## Tasks and exercises
#1 According to the market commentary, by roughly how much have retail stocks risen since mid-August?
#2 Reproduce the passage of the market commentary between "Now, from a" and "has bounced back.", inclusive.

Now, from a technical perspective, XLE looked very good. Energy could be topping out short term. If you’re investing it; I’m still not concerned about it. But short term, we could see it pull back. And we could see small caps pull back. They’ve had a big move. So those are some of the big winners on the week. Home construction did very well this week. Bio-tech did very well this week; even retail has bounced back quite a bit. Retail stocks up about 11 percent since mid-August as well. So you can see we’ve kind of had this little shift here. Some of the things that had a tough week would be some of the international markets. Which, we’ve seen primarily because the dollar has bounced back.

## Source records
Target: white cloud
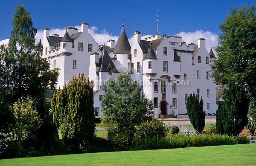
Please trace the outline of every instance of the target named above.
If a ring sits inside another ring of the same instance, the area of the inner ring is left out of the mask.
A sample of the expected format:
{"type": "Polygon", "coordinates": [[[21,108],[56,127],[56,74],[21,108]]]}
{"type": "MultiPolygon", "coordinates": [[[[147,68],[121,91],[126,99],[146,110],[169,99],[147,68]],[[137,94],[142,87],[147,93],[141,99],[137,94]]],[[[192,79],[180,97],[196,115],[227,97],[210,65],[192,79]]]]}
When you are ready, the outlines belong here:
{"type": "Polygon", "coordinates": [[[197,45],[198,39],[199,38],[204,38],[206,40],[205,47],[207,50],[209,52],[212,47],[213,53],[216,54],[213,48],[216,47],[218,44],[218,40],[216,38],[218,35],[214,33],[200,30],[192,32],[181,32],[176,34],[176,35],[182,37],[182,40],[186,42],[187,44],[194,42],[197,45]]]}
{"type": "MultiPolygon", "coordinates": [[[[79,31],[81,31],[80,26],[75,26],[75,28],[79,29],[79,31]]],[[[50,35],[53,34],[58,34],[60,37],[63,37],[66,28],[52,28],[49,31],[50,35]]],[[[93,37],[93,39],[96,41],[99,45],[103,45],[105,44],[110,39],[113,39],[116,41],[116,43],[117,41],[118,37],[113,35],[112,34],[109,34],[106,29],[104,29],[100,32],[98,29],[98,28],[93,26],[89,28],[89,32],[93,37]]],[[[44,35],[44,31],[43,30],[39,30],[38,31],[35,36],[36,42],[38,42],[40,39],[43,39],[44,35]]],[[[177,36],[180,36],[182,37],[183,40],[185,41],[187,43],[191,43],[194,42],[196,44],[198,43],[198,39],[200,37],[203,37],[206,39],[206,47],[208,51],[209,51],[211,47],[213,48],[216,47],[218,44],[218,39],[216,38],[218,35],[212,32],[206,31],[204,31],[202,30],[197,30],[194,32],[181,32],[176,34],[177,36]]],[[[146,35],[141,37],[141,39],[151,36],[151,35],[146,35]]],[[[128,38],[129,42],[131,46],[133,44],[133,36],[128,38]]],[[[8,43],[9,39],[6,39],[4,40],[0,41],[0,44],[2,43],[8,43]]],[[[212,50],[215,54],[215,52],[213,48],[212,50]]]]}

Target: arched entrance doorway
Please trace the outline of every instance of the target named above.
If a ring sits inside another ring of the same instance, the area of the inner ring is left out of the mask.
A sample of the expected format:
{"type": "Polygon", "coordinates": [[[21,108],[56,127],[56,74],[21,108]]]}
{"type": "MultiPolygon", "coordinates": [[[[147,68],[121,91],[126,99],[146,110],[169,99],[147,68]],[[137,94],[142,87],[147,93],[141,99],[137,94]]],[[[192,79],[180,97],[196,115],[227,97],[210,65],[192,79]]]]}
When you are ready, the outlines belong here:
{"type": "Polygon", "coordinates": [[[165,100],[161,101],[161,114],[162,115],[167,114],[167,102],[165,100]]]}

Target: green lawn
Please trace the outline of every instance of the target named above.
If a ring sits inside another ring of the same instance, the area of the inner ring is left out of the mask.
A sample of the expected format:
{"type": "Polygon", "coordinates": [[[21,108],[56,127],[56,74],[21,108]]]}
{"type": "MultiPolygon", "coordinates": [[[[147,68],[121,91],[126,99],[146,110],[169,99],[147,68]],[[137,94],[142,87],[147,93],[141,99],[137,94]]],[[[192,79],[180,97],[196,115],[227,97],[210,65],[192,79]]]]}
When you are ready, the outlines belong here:
{"type": "MultiPolygon", "coordinates": [[[[214,125],[216,125],[216,124],[213,124],[214,125]]],[[[183,125],[183,126],[185,126],[188,129],[189,128],[188,125],[183,125]]],[[[205,130],[209,129],[209,127],[210,127],[211,126],[212,126],[212,125],[211,124],[205,124],[205,126],[204,127],[204,130],[205,130]]]]}
{"type": "Polygon", "coordinates": [[[256,144],[81,154],[0,160],[1,166],[255,165],[256,144]]]}

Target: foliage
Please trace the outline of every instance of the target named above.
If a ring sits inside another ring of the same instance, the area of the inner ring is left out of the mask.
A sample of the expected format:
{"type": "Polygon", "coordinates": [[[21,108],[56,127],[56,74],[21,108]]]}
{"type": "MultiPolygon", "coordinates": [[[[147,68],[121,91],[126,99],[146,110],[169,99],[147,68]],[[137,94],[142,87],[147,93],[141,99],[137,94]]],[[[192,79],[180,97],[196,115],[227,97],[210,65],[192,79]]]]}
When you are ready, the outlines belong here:
{"type": "Polygon", "coordinates": [[[212,76],[218,84],[245,85],[253,98],[256,95],[256,14],[255,3],[230,8],[219,27],[218,59],[212,76]]]}
{"type": "Polygon", "coordinates": [[[11,107],[15,123],[11,128],[12,134],[9,137],[20,145],[27,139],[33,131],[39,128],[42,123],[35,105],[35,101],[31,99],[23,98],[11,107]]]}
{"type": "Polygon", "coordinates": [[[171,134],[172,135],[177,134],[180,132],[180,129],[177,126],[171,127],[171,134]]]}
{"type": "Polygon", "coordinates": [[[173,135],[172,137],[161,138],[157,137],[145,138],[136,141],[134,150],[160,149],[198,147],[210,146],[248,143],[246,137],[238,137],[227,135],[188,135],[184,134],[173,135]]]}
{"type": "Polygon", "coordinates": [[[211,123],[211,126],[207,129],[203,131],[202,133],[205,134],[216,134],[216,125],[211,123]]]}
{"type": "Polygon", "coordinates": [[[218,133],[237,135],[247,124],[249,100],[244,88],[230,84],[229,88],[224,90],[224,101],[216,113],[218,133]]]}
{"type": "Polygon", "coordinates": [[[63,89],[55,90],[51,109],[71,152],[86,152],[94,134],[95,115],[93,86],[84,73],[73,76],[63,89]]]}
{"type": "Polygon", "coordinates": [[[201,132],[205,126],[205,111],[203,111],[204,101],[203,98],[199,100],[199,96],[194,93],[188,97],[186,104],[188,116],[195,129],[201,132]]]}
{"type": "MultiPolygon", "coordinates": [[[[7,118],[4,122],[12,124],[12,117],[6,115],[9,112],[8,105],[23,96],[36,100],[34,104],[42,124],[31,132],[33,140],[29,143],[35,144],[38,150],[42,144],[52,143],[49,138],[57,138],[57,129],[47,106],[45,93],[47,90],[54,89],[59,73],[58,69],[50,70],[47,59],[41,57],[43,45],[41,40],[35,44],[37,30],[33,27],[30,14],[23,5],[17,6],[13,18],[9,43],[0,46],[0,71],[3,73],[0,76],[0,99],[5,98],[1,100],[7,105],[3,108],[0,105],[0,113],[7,118]],[[45,129],[49,126],[50,132],[45,129]]],[[[9,126],[4,129],[6,130],[9,126]]]]}
{"type": "Polygon", "coordinates": [[[153,101],[143,93],[142,86],[127,72],[119,73],[103,87],[102,123],[108,138],[117,150],[130,148],[136,127],[154,116],[153,101]]]}
{"type": "Polygon", "coordinates": [[[134,139],[144,139],[145,137],[165,138],[169,132],[169,129],[165,124],[159,120],[153,119],[142,122],[137,127],[134,135],[134,139]]]}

## Task results
#1 About 11 percent.

#2
Now, from a technical perspective, XLE looked very good. Energy could be topping out short term. If you’re investing it; I’m still not concerned about it. But short term, we could see it pull back. And we could see small caps pull back. They’ve had a big move. So those are some of the big winners on the week. Home construction did very well this week. Bio-tech did very well this week; even retail has bounced back quite a bit. Retail stocks up about 11 percent since mid-August as well. So you can see we’ve kind of had this little shift here. Some of the things that had a tough week would be some of the international markets. Which, we’ve seen primarily because the dollar has bounced back.